=== Text passage ===
No problems with the movt. Fairly accurate & reliable, hand winds & as you say by applying a bit of clockwise pressure to the crown the mechanism hacks, although I gave up hacking any of my watches many moons ago.

Edit

Just found another lume shot










Cheers

Andrew


----------



## Markrlondon (Feb 20, 2009)

Great lume pic.



mutley said:


> although I gave up hacking any of my watches many moons ago.


Ah, tool watches that can't hack frustrate me. I have several and I put up with it, but every time I set the time on one of them I wish for proper hacking. ;-)


----------



## Mutley (Apr 17, 2007)

Just had an email from Peter Helson, might be of interest to some here.

our manufacturer confirmed that the Shark Diver with swiss ETA 2824-2 movement will be ready April 30th

ETA Shark Divers will be available with stainless steel brushed case and mesh bracelet only

Price for the ETA version $700 incl worldwide Fedex shipping

Dial/bezel options :

black/black with C3

black/black with orange lume

brown/brown with C3

brown/brown with orange lume

dark grey brushed with C3 and steel bezel inlay (bezel inlay has only lume in the triangle markers in black paint)

white dial with blue lume and steel inlay with blue lume

I will keep you updated and wish you a nice weekend

Regards Peter


----------



## bry1975 (Feb 6, 2004)

'kin heeder that glows!! :jawdrop:



mutley said:


> Just had an email from Peter Helson, might be of interest to some here.
> 
> our manufacturer confirmed that the Shark Diver with swiss ETA 2824-2 movement will be ready April 30th
> 
> ...


----------



## 11oss (Jun 15, 2007)

wow thats bright just made me squint that lume shot.

Definitely on the list


----------



## Markrlondon (Feb 20, 2009)

mutley said:


> Just had an email from Peter Helson, might be of interest to some here.
> 
> our manufacturer confirmed that the Shark Diver with swiss ETA 2824-2 movement will be ready April 30th


Oh yes! Thank you for posting this.


----------

=== Recorded data ===

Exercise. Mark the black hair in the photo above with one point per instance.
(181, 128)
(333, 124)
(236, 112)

...

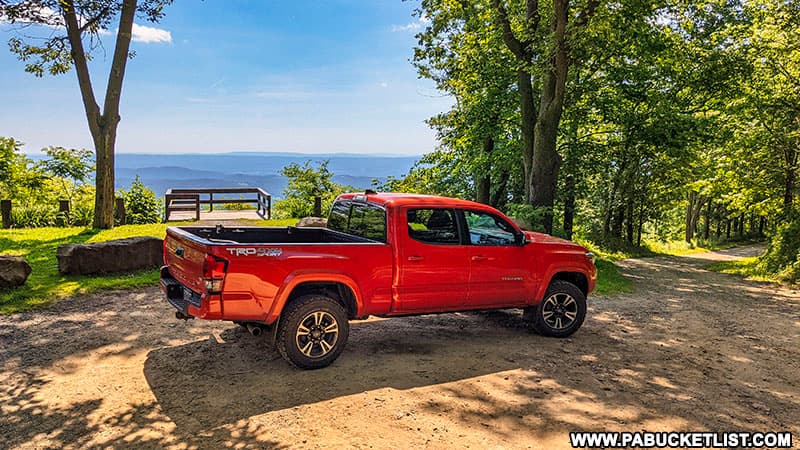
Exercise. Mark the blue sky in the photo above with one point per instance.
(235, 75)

--

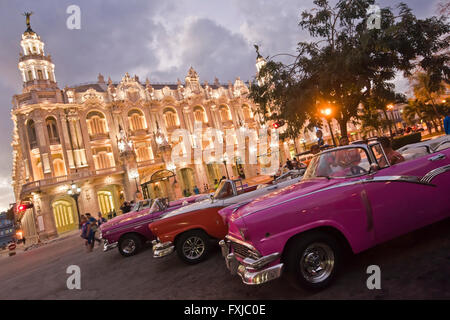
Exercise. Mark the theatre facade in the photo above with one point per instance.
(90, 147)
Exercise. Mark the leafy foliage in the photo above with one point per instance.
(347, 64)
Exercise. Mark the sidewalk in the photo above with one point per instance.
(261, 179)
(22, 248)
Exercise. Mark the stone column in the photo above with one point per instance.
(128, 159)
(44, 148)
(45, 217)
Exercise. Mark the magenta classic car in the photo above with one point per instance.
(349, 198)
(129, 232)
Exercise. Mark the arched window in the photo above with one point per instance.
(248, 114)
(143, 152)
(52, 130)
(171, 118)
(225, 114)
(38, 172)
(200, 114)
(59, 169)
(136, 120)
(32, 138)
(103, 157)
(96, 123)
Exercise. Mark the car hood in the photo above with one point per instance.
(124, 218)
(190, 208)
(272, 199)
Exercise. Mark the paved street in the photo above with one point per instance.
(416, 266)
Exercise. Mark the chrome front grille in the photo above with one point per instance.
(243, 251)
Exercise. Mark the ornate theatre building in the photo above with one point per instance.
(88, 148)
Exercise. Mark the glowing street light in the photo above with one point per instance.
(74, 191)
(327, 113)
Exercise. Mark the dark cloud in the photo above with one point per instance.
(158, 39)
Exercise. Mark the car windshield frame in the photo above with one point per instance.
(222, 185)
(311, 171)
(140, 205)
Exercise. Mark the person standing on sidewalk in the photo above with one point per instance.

=== Task set ===
A) In the forum thread about watches, what price is given for the ETA version of the Shark Diver?
B) Output as a numbered list all the rows from the one containing "Exercise. Mark the sidewalk" down through the one containing "Exercise. Mark the person", including both ends.

=== Results for the exercise ===
A) $700, including worldwide FedEx shipping.

B)
1. Exercise. Mark the sidewalk in the photo above with one point per instance.
2. (261, 179)
3. (22, 248)
4. Exercise. Mark the stone column in the photo above with one point per instance.
5. (128, 159)
6. (44, 148)
7. (45, 217)
8. Exercise. Mark the magenta classic car in the photo above with one point per instance.
9. (349, 198)
10. (129, 232)
11. Exercise. Mark the arched window in the photo above with one point per instance.
12. (248, 114)
13. (143, 152)
14. (52, 130)
15. (171, 118)
16. (225, 114)
17. (38, 172)
18. (200, 114)
19. (59, 169)
20. (136, 120)
21. (32, 138)
22. (103, 157)
23. (96, 123)
24. Exercise. Mark the car hood in the photo above with one point per instance.
25. (124, 218)
26. (190, 208)
27. (272, 199)
28. Exercise. Mark the paved street in the photo above with one point per instance.
29. (416, 266)
30. Exercise. Mark the chrome front grille in the photo above with one point per instance.
31. (243, 251)
32. Exercise. Mark the ornate theatre building in the photo above with one point per instance.
33. (88, 148)
34. Exercise. Mark the glowing street light in the photo above with one point per instance.
35. (74, 191)
36. (327, 113)
37. Exercise. Mark the dark cloud in the photo above with one point per instance.
38. (158, 39)
39. Exercise. Mark the car windshield frame in the photo above with one point per instance.
40. (222, 185)
41. (311, 171)
42. (140, 205)
43. Exercise. Mark the person standing on sidewalk in the photo above with one point per instance.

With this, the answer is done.